(Records)
* START *

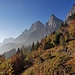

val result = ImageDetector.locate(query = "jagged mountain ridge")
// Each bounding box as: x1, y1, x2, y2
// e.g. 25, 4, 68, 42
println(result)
66, 4, 75, 24
0, 15, 63, 54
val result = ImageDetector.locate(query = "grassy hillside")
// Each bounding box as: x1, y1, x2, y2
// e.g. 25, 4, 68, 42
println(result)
0, 18, 75, 75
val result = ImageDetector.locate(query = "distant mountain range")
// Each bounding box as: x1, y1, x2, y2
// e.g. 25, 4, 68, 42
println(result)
0, 4, 75, 54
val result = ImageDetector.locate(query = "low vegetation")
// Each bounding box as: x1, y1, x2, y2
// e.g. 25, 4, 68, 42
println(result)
0, 14, 75, 75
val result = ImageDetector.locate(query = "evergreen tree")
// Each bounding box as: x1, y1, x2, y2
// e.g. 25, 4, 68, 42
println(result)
31, 42, 35, 51
35, 41, 39, 50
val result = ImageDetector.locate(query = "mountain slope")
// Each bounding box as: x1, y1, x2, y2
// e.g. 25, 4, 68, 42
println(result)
0, 15, 63, 52
66, 4, 75, 24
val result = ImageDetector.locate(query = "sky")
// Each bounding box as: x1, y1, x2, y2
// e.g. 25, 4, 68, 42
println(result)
0, 0, 75, 42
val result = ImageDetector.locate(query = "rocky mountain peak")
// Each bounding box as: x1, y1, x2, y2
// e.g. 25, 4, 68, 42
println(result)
73, 4, 75, 7
48, 14, 63, 28
50, 14, 56, 18
66, 4, 75, 24
66, 4, 75, 19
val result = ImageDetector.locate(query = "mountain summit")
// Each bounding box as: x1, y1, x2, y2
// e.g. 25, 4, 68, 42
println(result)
0, 14, 63, 54
66, 4, 75, 23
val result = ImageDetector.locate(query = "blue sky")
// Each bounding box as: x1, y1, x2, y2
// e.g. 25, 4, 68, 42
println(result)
0, 0, 75, 42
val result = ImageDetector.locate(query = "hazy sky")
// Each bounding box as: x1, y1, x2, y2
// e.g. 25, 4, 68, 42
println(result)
0, 0, 75, 42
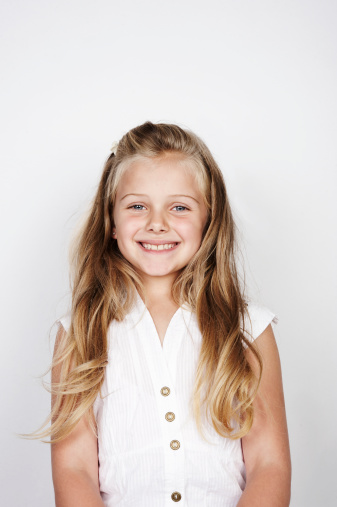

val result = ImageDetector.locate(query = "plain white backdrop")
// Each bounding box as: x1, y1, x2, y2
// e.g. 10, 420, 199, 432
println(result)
0, 0, 337, 507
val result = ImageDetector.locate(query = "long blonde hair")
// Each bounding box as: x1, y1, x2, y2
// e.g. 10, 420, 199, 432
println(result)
36, 122, 262, 442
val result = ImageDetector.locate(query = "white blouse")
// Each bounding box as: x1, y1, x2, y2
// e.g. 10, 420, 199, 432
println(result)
61, 294, 278, 507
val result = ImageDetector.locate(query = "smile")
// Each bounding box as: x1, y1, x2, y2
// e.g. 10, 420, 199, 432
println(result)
139, 243, 178, 252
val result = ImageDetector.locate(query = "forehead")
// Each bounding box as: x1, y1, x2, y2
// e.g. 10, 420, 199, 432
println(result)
117, 153, 200, 193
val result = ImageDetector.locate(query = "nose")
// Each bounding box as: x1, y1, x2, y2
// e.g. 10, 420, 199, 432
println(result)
146, 210, 169, 233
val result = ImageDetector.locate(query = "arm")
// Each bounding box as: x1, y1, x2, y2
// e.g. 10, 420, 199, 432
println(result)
237, 325, 291, 507
51, 327, 104, 507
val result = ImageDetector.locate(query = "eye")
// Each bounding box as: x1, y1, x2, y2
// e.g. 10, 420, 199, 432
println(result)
174, 204, 188, 211
128, 204, 145, 211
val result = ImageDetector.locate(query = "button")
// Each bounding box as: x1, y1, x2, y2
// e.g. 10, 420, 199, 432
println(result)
170, 440, 180, 451
171, 491, 181, 502
160, 387, 171, 396
165, 412, 176, 422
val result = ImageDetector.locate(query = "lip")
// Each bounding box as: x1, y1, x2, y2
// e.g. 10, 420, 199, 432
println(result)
137, 241, 180, 255
137, 239, 179, 245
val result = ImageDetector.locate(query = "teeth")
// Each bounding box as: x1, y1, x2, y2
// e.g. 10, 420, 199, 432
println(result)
142, 243, 176, 250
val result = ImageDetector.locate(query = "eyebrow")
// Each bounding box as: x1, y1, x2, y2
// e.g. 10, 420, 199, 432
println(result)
121, 194, 199, 204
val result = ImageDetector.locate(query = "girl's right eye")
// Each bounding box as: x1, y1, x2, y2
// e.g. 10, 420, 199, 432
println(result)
128, 204, 144, 211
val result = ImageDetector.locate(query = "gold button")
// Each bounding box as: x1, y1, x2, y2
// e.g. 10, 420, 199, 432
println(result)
171, 491, 181, 502
170, 440, 180, 451
165, 412, 176, 422
160, 387, 171, 396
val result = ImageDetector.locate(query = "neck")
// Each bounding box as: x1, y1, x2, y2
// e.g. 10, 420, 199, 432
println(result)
138, 276, 174, 302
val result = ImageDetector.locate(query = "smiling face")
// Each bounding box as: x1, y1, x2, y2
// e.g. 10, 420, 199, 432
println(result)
113, 153, 207, 290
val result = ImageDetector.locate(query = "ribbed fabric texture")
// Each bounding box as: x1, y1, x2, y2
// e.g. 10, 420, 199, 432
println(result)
61, 295, 278, 507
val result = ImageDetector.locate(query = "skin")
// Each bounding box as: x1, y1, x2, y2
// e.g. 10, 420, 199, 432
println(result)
112, 154, 207, 300
52, 154, 291, 507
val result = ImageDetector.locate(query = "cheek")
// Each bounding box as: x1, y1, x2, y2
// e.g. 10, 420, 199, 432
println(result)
179, 221, 203, 244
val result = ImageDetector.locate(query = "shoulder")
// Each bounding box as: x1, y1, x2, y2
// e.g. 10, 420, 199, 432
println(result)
242, 301, 279, 341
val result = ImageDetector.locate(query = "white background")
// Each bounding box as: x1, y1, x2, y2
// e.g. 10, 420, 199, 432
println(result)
0, 0, 337, 507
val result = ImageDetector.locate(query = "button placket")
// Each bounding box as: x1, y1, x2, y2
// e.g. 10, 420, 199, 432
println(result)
140, 312, 185, 507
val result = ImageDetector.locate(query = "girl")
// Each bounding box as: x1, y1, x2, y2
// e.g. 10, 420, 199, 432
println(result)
45, 122, 290, 507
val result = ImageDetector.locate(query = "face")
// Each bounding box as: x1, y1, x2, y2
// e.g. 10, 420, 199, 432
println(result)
112, 154, 207, 283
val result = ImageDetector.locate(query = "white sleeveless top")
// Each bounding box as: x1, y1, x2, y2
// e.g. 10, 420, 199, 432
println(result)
61, 294, 278, 507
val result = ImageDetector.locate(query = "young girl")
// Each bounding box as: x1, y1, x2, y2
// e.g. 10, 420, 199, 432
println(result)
45, 122, 290, 507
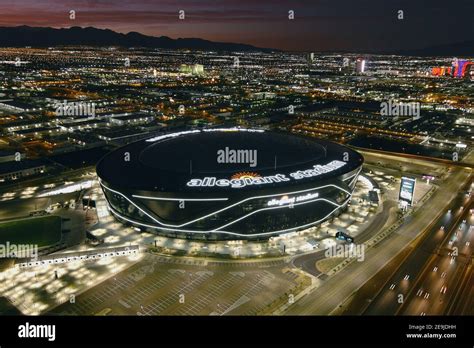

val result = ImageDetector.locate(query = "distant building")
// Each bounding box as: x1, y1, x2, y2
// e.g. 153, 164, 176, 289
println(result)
0, 99, 41, 112
179, 64, 204, 75
356, 58, 367, 74
0, 150, 25, 163
0, 160, 46, 182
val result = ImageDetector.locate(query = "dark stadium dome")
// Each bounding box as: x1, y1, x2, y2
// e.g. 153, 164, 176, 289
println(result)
97, 128, 363, 239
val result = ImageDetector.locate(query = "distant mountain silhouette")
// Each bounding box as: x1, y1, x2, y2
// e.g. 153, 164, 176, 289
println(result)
396, 40, 474, 57
0, 26, 275, 52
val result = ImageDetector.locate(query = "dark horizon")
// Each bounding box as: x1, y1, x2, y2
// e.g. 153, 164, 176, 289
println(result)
0, 0, 474, 51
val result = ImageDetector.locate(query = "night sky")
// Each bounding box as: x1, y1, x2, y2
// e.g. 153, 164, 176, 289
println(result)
0, 0, 474, 51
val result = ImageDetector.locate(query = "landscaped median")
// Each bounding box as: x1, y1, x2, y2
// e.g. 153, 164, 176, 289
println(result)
0, 215, 62, 248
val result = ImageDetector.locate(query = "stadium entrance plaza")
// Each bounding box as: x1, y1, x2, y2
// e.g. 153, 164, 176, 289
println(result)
0, 164, 433, 315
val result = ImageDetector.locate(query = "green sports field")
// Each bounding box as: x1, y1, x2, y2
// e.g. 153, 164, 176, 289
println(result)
0, 216, 61, 248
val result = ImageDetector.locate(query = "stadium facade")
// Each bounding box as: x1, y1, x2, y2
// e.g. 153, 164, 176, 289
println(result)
97, 128, 363, 240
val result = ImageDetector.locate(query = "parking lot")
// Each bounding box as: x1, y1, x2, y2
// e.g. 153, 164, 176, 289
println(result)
49, 254, 297, 315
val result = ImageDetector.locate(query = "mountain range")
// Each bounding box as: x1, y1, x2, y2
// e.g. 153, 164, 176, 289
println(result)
0, 26, 274, 51
0, 25, 474, 57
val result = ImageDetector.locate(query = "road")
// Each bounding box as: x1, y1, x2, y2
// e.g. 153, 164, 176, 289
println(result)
285, 167, 470, 315
292, 201, 397, 280
358, 184, 472, 315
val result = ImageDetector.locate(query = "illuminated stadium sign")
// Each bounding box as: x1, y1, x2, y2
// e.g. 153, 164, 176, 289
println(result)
146, 127, 265, 143
398, 176, 416, 205
186, 160, 346, 188
267, 193, 319, 207
97, 128, 364, 240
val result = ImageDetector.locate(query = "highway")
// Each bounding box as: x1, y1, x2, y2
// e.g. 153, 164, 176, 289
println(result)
285, 167, 470, 315
359, 182, 474, 315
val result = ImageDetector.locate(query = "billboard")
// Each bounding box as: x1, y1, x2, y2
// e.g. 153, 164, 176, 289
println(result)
398, 176, 416, 205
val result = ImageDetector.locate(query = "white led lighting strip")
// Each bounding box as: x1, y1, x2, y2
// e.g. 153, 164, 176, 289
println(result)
99, 180, 352, 227
107, 198, 350, 237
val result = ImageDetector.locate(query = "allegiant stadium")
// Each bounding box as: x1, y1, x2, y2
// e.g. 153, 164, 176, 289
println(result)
97, 128, 364, 240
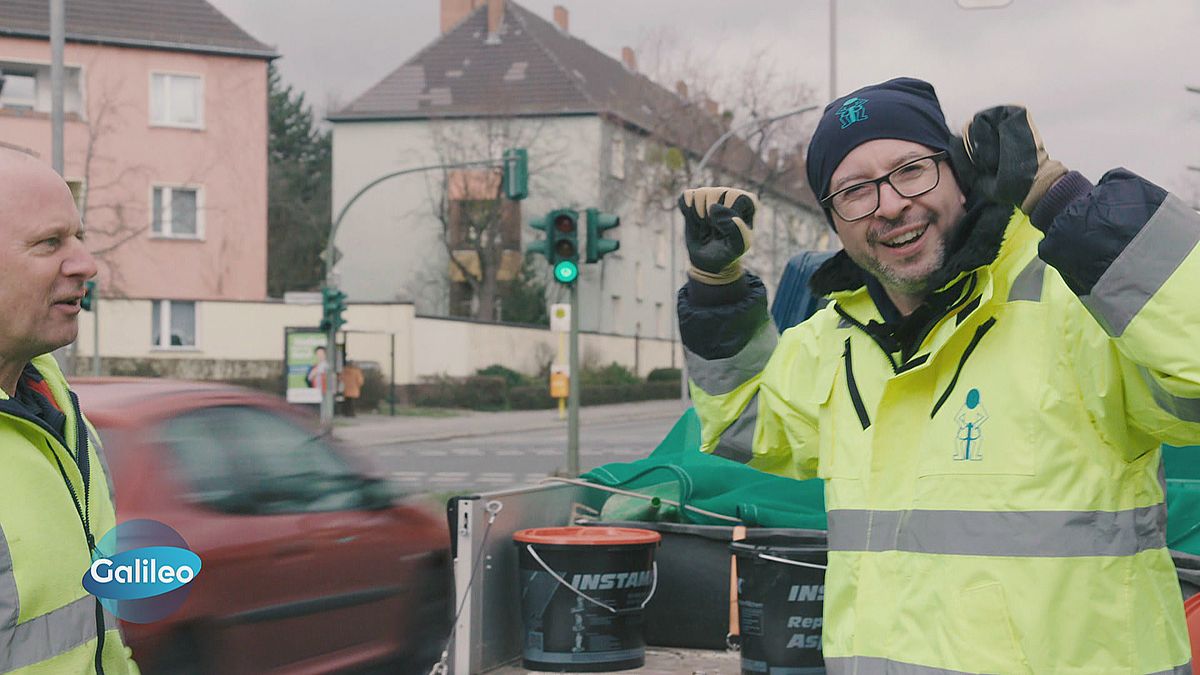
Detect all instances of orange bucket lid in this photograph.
[512,526,662,546]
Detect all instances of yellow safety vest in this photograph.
[689,207,1200,675]
[0,354,138,675]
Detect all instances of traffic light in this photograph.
[79,279,96,312]
[546,209,580,283]
[320,286,346,333]
[587,209,620,263]
[526,209,580,283]
[504,148,529,202]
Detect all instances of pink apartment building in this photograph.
[0,0,277,347]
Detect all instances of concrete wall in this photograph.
[0,37,266,300]
[76,299,682,384]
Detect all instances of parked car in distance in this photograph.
[72,377,451,675]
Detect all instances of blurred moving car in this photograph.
[72,378,451,675]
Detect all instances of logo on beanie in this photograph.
[838,98,868,129]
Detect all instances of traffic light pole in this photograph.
[566,277,582,478]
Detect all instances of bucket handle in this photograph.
[526,544,659,614]
[758,554,829,569]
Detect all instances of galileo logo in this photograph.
[83,520,200,623]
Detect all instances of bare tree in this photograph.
[425,115,562,321]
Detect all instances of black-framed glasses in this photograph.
[821,153,946,222]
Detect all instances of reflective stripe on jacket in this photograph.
[0,354,138,675]
[689,174,1200,675]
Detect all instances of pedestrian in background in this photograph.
[0,149,138,675]
[679,78,1200,675]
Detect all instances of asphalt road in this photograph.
[355,417,676,492]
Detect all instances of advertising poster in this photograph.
[283,328,328,405]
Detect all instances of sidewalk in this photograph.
[334,399,691,447]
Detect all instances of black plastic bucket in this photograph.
[512,527,661,673]
[730,540,828,675]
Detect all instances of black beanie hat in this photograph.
[808,77,950,205]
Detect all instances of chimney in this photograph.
[620,47,637,72]
[442,0,484,35]
[487,0,504,42]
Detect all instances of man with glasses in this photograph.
[679,78,1200,675]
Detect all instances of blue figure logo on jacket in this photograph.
[954,389,988,461]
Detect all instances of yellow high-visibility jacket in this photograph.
[680,172,1200,675]
[0,354,138,675]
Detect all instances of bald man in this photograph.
[0,150,138,675]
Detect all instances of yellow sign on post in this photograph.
[550,365,571,399]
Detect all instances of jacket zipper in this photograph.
[929,317,996,419]
[841,338,871,431]
[4,392,104,675]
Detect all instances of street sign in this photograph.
[283,291,322,305]
[550,364,571,399]
[550,303,571,333]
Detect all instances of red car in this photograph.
[72,378,451,675]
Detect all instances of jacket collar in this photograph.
[809,199,1013,295]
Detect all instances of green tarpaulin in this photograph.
[583,410,1200,555]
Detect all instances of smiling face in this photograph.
[0,151,96,365]
[829,138,966,315]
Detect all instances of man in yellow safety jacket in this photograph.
[679,78,1200,675]
[0,150,138,675]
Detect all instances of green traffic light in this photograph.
[554,255,580,283]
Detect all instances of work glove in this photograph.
[679,187,758,286]
[952,106,1067,214]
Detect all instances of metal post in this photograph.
[566,279,582,478]
[829,0,838,101]
[91,299,100,377]
[50,0,66,175]
[49,0,76,377]
[320,324,337,425]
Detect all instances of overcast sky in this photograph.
[209,0,1200,196]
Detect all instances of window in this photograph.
[608,131,625,179]
[150,186,200,239]
[0,61,83,115]
[0,70,37,109]
[150,73,204,129]
[150,300,196,350]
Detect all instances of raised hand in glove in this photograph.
[962,106,1067,214]
[679,187,758,286]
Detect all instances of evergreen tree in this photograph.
[266,65,332,297]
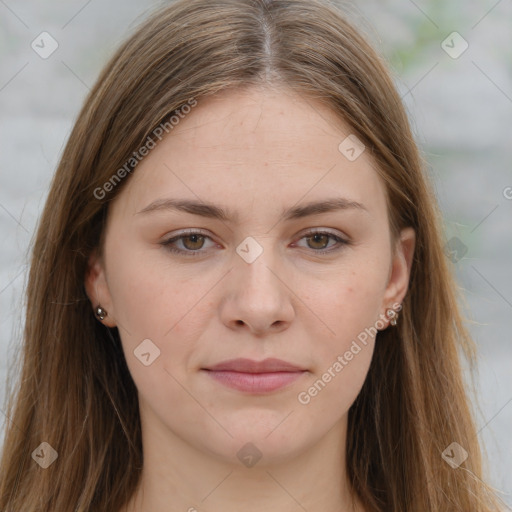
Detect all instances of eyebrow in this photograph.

* END *

- [Work to be completed]: How many lines of the records above contain the word "smiling"? Reply with the number alone.

- [Task output]: 2